▶ _Activity_
Copy the lines below verbatim, beginning with the first line of the records and ending after the line that contains "box: [277, 97, 287, 103]".

[Records from a data collection]
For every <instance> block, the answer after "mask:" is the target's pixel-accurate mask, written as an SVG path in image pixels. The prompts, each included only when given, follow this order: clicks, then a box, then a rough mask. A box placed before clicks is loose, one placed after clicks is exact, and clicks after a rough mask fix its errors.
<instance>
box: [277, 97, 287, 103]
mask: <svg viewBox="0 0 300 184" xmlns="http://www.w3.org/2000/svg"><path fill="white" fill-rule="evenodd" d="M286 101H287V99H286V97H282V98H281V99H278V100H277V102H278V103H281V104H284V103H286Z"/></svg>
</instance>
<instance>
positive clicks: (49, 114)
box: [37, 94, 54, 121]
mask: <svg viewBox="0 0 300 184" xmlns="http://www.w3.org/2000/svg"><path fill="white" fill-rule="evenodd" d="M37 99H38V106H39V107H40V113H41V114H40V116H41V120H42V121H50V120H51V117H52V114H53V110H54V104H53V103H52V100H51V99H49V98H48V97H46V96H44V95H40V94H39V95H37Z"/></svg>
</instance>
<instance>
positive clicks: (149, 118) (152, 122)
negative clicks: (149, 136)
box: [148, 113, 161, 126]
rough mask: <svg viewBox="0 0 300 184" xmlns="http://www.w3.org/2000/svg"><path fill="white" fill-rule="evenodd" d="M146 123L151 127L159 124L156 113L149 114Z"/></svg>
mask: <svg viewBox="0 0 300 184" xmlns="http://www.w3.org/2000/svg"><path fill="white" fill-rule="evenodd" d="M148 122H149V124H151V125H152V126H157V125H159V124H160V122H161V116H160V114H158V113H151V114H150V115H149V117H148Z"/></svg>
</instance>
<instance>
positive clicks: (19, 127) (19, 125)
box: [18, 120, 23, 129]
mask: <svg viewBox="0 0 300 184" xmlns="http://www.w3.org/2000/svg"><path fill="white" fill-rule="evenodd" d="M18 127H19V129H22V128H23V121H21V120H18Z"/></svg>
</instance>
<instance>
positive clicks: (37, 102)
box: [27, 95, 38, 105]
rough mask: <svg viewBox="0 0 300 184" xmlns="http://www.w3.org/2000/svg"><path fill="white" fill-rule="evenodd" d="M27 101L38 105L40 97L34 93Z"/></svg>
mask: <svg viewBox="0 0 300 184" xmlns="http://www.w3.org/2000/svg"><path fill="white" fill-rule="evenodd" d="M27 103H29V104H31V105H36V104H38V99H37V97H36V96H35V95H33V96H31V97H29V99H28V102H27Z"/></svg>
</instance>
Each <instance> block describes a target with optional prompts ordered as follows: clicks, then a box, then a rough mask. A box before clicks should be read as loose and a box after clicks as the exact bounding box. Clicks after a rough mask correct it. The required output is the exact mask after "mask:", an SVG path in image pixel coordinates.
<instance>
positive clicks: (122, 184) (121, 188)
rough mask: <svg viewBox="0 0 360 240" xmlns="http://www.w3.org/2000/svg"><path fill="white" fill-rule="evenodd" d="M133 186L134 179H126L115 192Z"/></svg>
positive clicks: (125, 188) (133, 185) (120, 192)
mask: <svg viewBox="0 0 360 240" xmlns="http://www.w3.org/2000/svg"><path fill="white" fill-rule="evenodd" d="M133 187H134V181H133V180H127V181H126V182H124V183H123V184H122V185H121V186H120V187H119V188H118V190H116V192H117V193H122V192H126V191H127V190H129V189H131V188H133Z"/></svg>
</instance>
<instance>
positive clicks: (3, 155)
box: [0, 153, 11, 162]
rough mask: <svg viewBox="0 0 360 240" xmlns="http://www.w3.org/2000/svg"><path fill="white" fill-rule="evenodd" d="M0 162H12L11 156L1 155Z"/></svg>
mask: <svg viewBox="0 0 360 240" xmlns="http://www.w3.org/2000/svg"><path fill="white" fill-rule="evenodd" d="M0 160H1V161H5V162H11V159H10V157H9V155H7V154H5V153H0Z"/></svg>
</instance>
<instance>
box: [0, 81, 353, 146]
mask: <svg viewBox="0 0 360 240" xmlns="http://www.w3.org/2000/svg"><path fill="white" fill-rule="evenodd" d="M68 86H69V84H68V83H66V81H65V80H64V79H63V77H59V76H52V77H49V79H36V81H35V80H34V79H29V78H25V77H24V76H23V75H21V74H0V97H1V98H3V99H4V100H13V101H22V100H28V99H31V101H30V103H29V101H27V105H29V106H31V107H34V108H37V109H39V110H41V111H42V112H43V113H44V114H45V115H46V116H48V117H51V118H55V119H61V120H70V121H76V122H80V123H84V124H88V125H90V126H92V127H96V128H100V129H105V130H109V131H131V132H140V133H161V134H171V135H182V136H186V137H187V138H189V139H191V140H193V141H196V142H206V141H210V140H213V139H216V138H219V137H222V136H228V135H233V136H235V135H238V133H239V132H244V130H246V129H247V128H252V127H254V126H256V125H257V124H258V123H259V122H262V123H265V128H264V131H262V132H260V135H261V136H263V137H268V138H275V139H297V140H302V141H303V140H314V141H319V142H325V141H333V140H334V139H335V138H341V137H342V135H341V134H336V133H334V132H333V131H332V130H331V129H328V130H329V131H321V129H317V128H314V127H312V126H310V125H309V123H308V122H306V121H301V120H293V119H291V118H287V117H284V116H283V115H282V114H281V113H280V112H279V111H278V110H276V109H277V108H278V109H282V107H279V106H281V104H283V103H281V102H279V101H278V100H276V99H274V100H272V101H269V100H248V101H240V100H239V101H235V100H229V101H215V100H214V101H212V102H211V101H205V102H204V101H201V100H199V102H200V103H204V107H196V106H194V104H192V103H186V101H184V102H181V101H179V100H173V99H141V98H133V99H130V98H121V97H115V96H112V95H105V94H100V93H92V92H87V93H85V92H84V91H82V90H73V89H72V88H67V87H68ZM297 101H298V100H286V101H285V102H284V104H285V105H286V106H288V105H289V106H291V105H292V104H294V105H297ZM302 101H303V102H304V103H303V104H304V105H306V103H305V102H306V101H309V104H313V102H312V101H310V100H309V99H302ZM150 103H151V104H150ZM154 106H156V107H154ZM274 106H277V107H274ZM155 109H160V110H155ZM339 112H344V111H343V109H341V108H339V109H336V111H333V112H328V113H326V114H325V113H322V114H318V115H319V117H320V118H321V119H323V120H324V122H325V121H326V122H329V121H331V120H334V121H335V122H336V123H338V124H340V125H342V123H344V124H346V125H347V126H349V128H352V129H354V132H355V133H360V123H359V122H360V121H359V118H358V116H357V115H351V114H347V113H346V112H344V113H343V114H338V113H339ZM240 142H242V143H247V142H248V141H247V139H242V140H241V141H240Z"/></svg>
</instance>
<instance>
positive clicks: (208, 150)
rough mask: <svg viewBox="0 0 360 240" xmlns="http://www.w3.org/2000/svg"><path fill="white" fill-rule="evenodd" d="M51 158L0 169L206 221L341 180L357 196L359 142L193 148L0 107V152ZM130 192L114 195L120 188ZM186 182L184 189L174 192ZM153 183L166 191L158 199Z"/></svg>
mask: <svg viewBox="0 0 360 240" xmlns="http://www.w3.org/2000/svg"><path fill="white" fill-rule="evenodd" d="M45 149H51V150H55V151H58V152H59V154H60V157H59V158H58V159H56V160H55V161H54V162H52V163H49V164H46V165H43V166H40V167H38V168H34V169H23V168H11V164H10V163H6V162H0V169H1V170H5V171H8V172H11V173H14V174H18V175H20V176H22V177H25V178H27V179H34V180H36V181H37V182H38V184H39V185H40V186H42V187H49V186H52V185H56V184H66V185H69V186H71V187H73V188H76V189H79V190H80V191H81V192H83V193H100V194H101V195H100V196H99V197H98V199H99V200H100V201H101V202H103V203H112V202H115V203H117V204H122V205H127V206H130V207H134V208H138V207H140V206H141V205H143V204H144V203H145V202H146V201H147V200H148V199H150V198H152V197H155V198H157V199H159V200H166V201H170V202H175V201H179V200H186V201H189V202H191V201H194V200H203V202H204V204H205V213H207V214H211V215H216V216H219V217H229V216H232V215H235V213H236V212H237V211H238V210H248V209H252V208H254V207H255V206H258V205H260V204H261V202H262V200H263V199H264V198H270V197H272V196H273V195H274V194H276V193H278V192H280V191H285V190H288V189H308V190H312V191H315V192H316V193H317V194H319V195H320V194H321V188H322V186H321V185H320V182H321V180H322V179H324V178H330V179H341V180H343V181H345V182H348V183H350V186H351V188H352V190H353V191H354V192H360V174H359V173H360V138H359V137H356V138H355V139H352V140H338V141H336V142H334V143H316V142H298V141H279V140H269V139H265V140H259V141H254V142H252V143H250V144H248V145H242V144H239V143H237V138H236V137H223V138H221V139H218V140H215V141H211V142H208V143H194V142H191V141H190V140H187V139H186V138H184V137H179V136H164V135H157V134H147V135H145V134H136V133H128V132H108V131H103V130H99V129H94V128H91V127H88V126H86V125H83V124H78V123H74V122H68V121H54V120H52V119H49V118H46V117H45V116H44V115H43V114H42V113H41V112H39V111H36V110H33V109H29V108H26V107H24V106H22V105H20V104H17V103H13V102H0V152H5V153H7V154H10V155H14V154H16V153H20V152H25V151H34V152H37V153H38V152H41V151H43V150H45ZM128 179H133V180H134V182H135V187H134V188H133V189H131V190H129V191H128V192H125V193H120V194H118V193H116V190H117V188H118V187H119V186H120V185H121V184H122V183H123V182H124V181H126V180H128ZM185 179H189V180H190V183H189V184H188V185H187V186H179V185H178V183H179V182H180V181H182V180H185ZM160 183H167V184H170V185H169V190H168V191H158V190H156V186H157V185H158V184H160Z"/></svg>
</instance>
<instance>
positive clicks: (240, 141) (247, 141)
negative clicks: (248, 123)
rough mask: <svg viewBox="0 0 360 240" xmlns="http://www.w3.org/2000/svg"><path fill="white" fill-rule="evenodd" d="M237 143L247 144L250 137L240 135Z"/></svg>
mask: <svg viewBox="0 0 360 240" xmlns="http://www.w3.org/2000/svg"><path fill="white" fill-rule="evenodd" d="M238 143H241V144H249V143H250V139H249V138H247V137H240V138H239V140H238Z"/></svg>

▶ _Response area_
For every <instance> block, the answer after "mask:" is the target's pixel-accurate mask, written as an SVG path in image pixels. The prompts, each included only when given, follow this order: clicks, then a box, then a rough mask. A box placed before clicks is loose, one placed after clicks is exact, and clicks after a rough mask fix its errors.
<instance>
box: [277, 97, 287, 103]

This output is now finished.